■ **What this task involves**
Your response should be an exact transcription of the data, images excluded.

= Beginning of Section =

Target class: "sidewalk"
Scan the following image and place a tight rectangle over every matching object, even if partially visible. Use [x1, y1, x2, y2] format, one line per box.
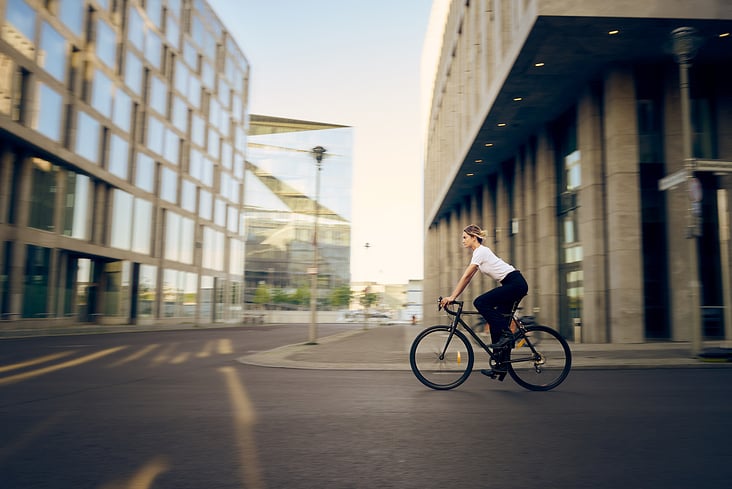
[237, 323, 732, 371]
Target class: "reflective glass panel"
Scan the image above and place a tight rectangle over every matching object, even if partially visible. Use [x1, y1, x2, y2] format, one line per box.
[6, 0, 35, 42]
[164, 128, 179, 165]
[96, 18, 116, 68]
[23, 245, 50, 318]
[63, 172, 90, 239]
[181, 180, 196, 212]
[179, 216, 194, 264]
[137, 264, 157, 318]
[164, 211, 181, 261]
[59, 0, 84, 36]
[144, 30, 162, 69]
[146, 0, 163, 28]
[131, 198, 152, 254]
[146, 115, 164, 155]
[172, 96, 187, 133]
[108, 134, 129, 179]
[214, 198, 225, 227]
[149, 74, 167, 115]
[110, 189, 133, 250]
[39, 22, 66, 82]
[76, 111, 100, 162]
[166, 16, 180, 49]
[125, 50, 143, 95]
[92, 69, 113, 118]
[199, 189, 212, 220]
[127, 7, 144, 52]
[160, 166, 177, 203]
[191, 114, 205, 147]
[28, 158, 57, 231]
[135, 153, 155, 193]
[112, 89, 132, 132]
[33, 83, 63, 141]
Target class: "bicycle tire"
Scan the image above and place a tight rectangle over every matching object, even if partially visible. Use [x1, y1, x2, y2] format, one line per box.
[507, 325, 571, 391]
[410, 325, 474, 390]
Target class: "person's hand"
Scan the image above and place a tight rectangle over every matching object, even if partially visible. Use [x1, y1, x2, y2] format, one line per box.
[439, 296, 454, 309]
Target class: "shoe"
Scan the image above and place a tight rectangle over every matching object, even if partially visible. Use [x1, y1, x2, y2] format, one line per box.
[480, 368, 507, 381]
[489, 330, 515, 349]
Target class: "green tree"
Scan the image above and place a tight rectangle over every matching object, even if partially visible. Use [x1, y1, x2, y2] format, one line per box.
[330, 284, 353, 308]
[360, 291, 379, 309]
[292, 285, 310, 305]
[253, 283, 271, 308]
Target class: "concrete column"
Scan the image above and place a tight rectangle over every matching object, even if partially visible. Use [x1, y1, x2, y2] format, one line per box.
[8, 154, 31, 317]
[535, 128, 559, 328]
[604, 67, 644, 343]
[0, 147, 12, 225]
[578, 86, 610, 342]
[495, 167, 510, 262]
[523, 143, 538, 314]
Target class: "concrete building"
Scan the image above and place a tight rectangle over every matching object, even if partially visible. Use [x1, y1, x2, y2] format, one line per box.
[0, 0, 250, 329]
[423, 0, 732, 343]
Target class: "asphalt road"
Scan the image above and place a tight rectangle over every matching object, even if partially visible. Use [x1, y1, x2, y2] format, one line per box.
[1, 325, 730, 489]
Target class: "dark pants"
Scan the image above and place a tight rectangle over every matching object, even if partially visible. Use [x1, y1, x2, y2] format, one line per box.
[473, 270, 528, 343]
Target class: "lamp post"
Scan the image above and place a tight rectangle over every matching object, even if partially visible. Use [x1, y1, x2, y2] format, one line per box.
[308, 145, 326, 344]
[670, 27, 703, 356]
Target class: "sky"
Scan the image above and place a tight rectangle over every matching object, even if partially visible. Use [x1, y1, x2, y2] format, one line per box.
[206, 0, 446, 285]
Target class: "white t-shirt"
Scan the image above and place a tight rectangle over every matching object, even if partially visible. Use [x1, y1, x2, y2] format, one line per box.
[470, 245, 515, 282]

= End of Section =

■ **Response to this exercise**
Target class: "sidewalk"
Scan the following image and place a tight rectangle over every matching object, even if partially visible. Use [x1, y1, x2, y2] format, one line per box.
[237, 323, 732, 371]
Target class: "reflective glass panel"
Scan the image above and place a tight rectangle over every matching object, even if partially visible. Use [x1, y1, x2, y2] format, one line per box.
[6, 0, 35, 42]
[164, 128, 179, 165]
[96, 18, 116, 68]
[23, 245, 50, 318]
[63, 172, 90, 239]
[181, 180, 196, 212]
[179, 216, 194, 264]
[137, 264, 157, 318]
[164, 211, 181, 261]
[59, 0, 84, 36]
[144, 30, 162, 69]
[146, 0, 163, 28]
[131, 198, 152, 254]
[146, 115, 164, 155]
[172, 96, 187, 133]
[108, 134, 129, 179]
[214, 198, 225, 227]
[149, 74, 167, 115]
[110, 189, 133, 250]
[39, 22, 66, 82]
[76, 111, 100, 162]
[166, 16, 180, 49]
[125, 50, 143, 95]
[92, 69, 113, 118]
[199, 189, 212, 220]
[127, 7, 144, 52]
[160, 166, 177, 203]
[191, 114, 205, 147]
[28, 158, 57, 231]
[135, 153, 155, 193]
[112, 89, 132, 132]
[33, 83, 63, 141]
Target class: "bicycle tire"
Scan the image above and place a tight rectangle over every matching object, even if partially visible. Use [x1, y1, x2, y2] format, one line per box.
[507, 325, 571, 391]
[410, 325, 474, 390]
Target class: "person's hand"
Scan the image above and place a tight rectangle over every matching object, even if partially visible. Use [x1, y1, x2, y2] format, one line per box.
[439, 296, 454, 309]
Target class: "shoe"
Scan the image above and place a tight rectangle over every matching object, even if partially visible. Use [x1, y1, x2, y2] format, one line per box.
[480, 368, 507, 381]
[489, 330, 515, 349]
Target class: "green tree"
Scan the image above and place a tight rectangle over every matching object, even if partially visible. Use [x1, y1, x2, y2] format, one line per box.
[330, 284, 353, 308]
[360, 291, 379, 309]
[292, 285, 310, 305]
[253, 283, 271, 308]
Target class: "concrete column"
Scan the image above and place a tight rectangle over every matching object, even if partially visible. Use [x1, y1, x2, y2] format, one line per box.
[8, 154, 31, 317]
[535, 128, 559, 328]
[604, 67, 644, 343]
[0, 147, 12, 225]
[578, 86, 610, 342]
[495, 167, 510, 262]
[523, 143, 538, 314]
Target class: "concrete building"
Scan the image above and place a tight rectangle over every matching object, even if partially visible. Use [x1, y1, x2, y2] format, one line per box.
[0, 0, 250, 329]
[423, 0, 732, 343]
Target class: "asphalt road"
Scan the image above and place a tight rectangle over every matching object, even if partially visible. Use [x1, y1, x2, y2] format, one line per box.
[1, 325, 730, 489]
Target class: "dark pants"
Scan the image above and place a tight rectangle over every matching object, even if partially visible. Use [x1, y1, x2, y2] format, one line per box.
[473, 270, 528, 343]
Target class: "lamp post"
Scan the image above and place a tight rectangle over every matching object, even if partially visible. Use [x1, y1, x2, y2] format, one line per box.
[308, 145, 326, 344]
[670, 27, 703, 356]
Target class: "sky"
Scan the image above and place a tight rectangle over every matching object, even if partially visible. Use [x1, y1, x2, y2] format, one line per box.
[206, 0, 446, 285]
Target class: "white t-shirt"
Scan the image above and place a tight rectangle over every matching object, even if partially visible. Use [x1, y1, x2, y2] format, one line per box.
[470, 245, 515, 282]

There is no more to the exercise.